-------- DONNÉES --------
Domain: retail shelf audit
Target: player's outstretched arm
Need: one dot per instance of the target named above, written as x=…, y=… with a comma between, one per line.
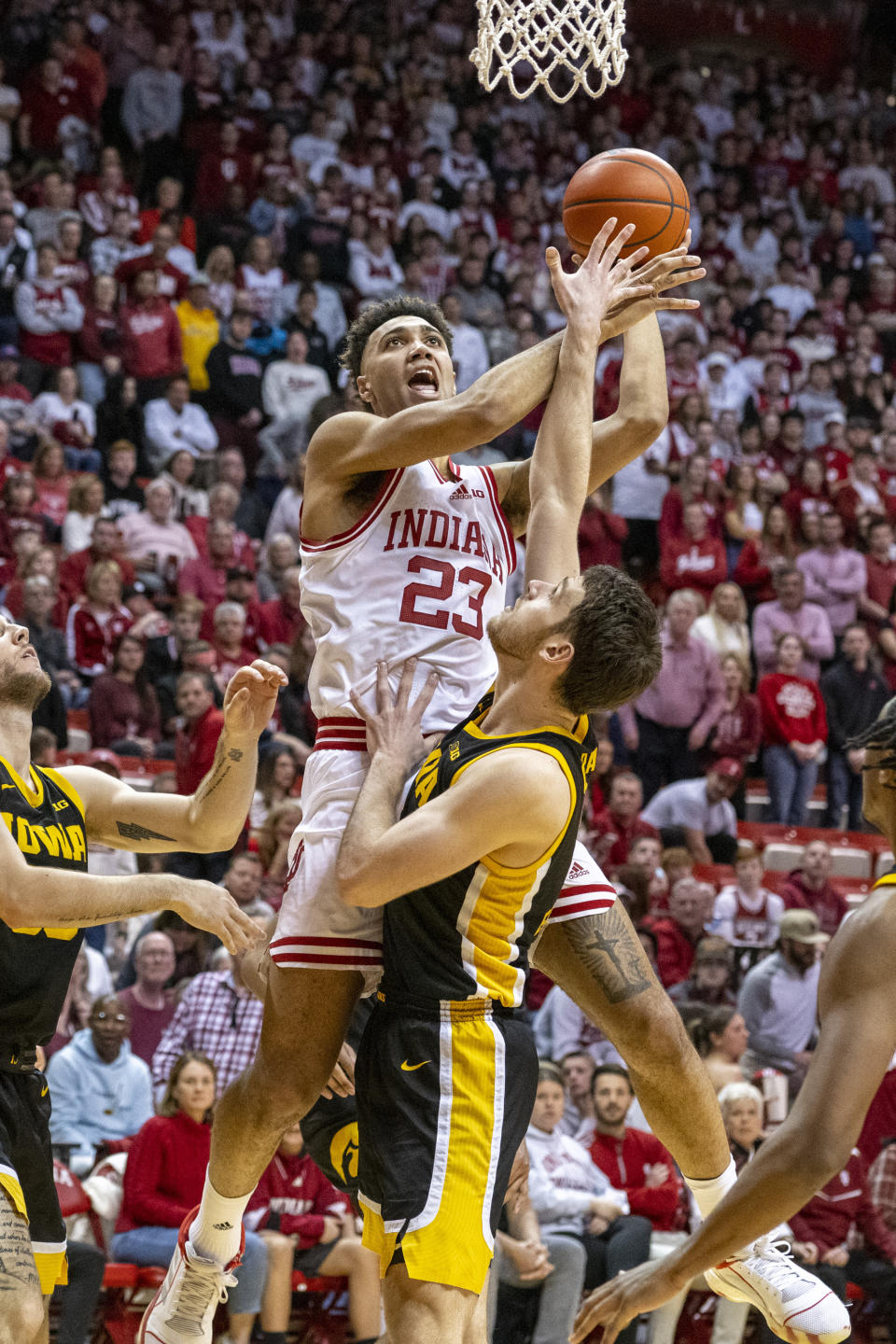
x=512, y=804
x=857, y=1007
x=58, y=900
x=207, y=820
x=644, y=399
x=562, y=460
--------
Pouvez-vous recopier mot pour mot toutes les lignes ci-dessus, en laissant les images de côté ?

→ **EXERCICE CORRIGÉ**
Domain: retail shelf audit
Target: player's outstretched arm
Need: one dot per instance of the target named above, written as x=…, y=… with a comma between, one per line.
x=512, y=804
x=857, y=1007
x=58, y=900
x=207, y=820
x=644, y=399
x=562, y=460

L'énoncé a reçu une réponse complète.